• _MATERIAL TO PROCESS_:
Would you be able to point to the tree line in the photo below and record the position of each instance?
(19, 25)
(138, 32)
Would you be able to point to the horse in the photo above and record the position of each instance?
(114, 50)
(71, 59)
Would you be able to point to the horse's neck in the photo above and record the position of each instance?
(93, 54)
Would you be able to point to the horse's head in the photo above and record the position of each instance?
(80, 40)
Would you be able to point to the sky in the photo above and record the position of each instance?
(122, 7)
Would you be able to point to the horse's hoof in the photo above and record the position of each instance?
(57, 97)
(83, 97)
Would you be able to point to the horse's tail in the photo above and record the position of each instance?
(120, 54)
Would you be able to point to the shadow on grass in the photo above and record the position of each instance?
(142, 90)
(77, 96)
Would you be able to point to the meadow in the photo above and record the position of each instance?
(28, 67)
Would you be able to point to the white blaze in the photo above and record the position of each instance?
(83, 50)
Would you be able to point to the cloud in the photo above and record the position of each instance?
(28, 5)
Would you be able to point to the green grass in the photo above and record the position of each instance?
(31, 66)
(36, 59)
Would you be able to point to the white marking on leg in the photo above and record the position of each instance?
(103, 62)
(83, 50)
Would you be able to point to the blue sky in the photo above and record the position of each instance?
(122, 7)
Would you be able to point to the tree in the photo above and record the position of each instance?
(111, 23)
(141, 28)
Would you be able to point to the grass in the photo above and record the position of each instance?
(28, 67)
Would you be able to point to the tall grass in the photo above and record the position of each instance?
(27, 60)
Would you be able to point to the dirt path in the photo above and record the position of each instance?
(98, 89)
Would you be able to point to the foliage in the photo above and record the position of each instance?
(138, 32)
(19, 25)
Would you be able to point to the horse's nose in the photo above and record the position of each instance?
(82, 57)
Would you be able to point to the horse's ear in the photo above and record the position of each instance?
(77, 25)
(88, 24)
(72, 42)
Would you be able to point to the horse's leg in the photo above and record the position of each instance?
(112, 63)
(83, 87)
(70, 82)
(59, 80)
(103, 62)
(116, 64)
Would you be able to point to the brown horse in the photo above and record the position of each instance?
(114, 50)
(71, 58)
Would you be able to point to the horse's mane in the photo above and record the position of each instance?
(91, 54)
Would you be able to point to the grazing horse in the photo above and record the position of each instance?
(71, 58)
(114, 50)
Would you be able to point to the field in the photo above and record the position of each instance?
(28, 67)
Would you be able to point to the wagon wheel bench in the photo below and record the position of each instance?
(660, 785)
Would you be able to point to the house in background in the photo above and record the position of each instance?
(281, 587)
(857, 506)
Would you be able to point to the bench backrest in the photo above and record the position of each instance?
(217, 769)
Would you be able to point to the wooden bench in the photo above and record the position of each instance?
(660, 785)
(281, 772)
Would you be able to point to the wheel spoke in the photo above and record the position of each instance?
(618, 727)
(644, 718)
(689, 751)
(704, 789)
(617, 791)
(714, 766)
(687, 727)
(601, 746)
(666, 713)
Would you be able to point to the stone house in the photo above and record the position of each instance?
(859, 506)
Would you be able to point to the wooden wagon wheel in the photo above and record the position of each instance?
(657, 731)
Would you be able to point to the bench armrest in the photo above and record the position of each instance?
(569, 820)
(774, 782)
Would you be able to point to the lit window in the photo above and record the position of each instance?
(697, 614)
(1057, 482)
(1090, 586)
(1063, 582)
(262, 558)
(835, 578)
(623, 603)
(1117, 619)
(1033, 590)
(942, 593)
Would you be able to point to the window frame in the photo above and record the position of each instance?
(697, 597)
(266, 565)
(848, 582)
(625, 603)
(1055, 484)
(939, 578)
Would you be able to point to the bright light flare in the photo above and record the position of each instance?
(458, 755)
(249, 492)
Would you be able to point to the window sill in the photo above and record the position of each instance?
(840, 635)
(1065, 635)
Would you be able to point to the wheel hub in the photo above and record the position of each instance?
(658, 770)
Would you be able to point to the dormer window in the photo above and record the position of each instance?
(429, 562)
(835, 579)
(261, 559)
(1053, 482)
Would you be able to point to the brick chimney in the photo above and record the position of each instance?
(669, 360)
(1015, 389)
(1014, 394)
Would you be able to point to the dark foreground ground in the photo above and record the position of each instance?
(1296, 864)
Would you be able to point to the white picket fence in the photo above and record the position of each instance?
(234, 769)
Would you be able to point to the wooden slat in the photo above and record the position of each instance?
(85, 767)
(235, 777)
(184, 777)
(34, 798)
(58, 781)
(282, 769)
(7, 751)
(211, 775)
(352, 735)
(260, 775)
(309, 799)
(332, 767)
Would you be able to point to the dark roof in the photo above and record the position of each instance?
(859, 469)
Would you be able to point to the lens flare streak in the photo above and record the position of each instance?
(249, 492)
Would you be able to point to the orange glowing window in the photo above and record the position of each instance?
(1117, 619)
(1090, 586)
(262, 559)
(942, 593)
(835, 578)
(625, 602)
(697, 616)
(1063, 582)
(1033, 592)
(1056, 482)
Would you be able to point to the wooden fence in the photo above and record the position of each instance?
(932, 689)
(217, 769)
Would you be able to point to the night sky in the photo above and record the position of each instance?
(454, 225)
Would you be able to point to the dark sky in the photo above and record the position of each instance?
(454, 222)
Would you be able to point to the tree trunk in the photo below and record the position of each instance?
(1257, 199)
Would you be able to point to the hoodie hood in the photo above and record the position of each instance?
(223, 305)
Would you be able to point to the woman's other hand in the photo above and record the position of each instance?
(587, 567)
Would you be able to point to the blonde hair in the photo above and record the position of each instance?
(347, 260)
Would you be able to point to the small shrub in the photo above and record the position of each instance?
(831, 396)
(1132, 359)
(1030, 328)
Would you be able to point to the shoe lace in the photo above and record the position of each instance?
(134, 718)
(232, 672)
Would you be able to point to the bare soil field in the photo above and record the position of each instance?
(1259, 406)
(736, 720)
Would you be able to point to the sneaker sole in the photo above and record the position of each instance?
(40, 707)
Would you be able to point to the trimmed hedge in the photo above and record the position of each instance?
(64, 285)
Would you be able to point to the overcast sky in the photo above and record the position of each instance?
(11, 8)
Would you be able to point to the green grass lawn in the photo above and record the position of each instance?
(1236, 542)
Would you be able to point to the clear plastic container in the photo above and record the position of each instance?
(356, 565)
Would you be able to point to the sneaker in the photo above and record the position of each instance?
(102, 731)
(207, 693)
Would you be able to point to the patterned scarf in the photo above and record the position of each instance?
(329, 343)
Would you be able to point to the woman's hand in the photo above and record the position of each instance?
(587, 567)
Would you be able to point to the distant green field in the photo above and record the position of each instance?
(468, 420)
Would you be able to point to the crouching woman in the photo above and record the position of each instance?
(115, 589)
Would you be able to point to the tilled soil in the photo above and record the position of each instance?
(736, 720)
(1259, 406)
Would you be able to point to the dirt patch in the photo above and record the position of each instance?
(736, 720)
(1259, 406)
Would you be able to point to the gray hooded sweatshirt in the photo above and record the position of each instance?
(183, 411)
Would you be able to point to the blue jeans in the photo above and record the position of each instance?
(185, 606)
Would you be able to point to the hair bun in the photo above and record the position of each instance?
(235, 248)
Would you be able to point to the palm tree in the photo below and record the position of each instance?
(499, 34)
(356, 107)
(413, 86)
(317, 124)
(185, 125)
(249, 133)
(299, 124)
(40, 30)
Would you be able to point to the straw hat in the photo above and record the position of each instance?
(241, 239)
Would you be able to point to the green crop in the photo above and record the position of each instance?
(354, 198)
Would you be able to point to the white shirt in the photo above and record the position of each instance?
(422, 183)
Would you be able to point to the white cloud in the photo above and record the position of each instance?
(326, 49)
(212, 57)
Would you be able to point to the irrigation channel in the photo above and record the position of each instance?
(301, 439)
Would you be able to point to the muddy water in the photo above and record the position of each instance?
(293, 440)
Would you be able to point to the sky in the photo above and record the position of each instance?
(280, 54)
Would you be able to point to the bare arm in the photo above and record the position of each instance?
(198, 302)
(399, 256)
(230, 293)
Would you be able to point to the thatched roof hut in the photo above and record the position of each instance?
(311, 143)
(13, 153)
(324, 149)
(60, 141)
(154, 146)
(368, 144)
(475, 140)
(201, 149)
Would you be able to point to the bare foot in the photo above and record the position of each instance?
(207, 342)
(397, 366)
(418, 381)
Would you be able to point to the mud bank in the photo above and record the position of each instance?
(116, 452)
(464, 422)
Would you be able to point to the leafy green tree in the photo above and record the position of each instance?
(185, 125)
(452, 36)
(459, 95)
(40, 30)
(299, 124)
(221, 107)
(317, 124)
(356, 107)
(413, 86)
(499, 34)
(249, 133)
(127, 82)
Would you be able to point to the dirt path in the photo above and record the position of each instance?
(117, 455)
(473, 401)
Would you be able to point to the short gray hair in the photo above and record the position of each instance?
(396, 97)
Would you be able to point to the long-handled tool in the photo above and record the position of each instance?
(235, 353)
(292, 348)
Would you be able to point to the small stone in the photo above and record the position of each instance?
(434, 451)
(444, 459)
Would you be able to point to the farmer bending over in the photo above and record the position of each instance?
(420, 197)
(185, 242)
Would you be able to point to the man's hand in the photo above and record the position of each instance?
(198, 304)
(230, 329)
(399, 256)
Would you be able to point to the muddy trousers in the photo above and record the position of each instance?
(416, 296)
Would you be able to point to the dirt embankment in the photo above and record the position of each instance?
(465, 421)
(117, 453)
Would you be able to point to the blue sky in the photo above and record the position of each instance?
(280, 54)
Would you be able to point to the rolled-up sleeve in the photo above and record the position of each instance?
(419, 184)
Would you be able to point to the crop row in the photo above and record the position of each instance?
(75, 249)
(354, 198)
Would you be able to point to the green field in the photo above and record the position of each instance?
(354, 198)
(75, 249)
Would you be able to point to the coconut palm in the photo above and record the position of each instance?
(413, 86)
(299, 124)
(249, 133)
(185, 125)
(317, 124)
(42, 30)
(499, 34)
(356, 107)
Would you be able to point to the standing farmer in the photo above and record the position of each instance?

• _TASK DESCRIPTION_: Rewrite the part of the records that opens with the line containing "Would you be able to point to the rolled-up" and closes with the last line of the records, swapping "coconut palm" for "palm tree" and keeping everything else the same.

• _ANSWER FOR THIS EXERCISE_:
Would you be able to point to the rolled-up sleeve in the photo above and record the position of each instance?
(419, 184)
Would you be able to point to the crop row in the photo above and record the position of each instance?
(75, 249)
(354, 198)
Would you be able to point to the green field in the photo above and record the position of each instance?
(354, 198)
(75, 249)
Would you be able to point to the palm tree in the photo above and record the position of each instance?
(413, 86)
(299, 124)
(249, 133)
(185, 125)
(317, 124)
(42, 30)
(499, 34)
(356, 107)
Would you be able to point to the standing farmer in the photo above and record the position of each instance?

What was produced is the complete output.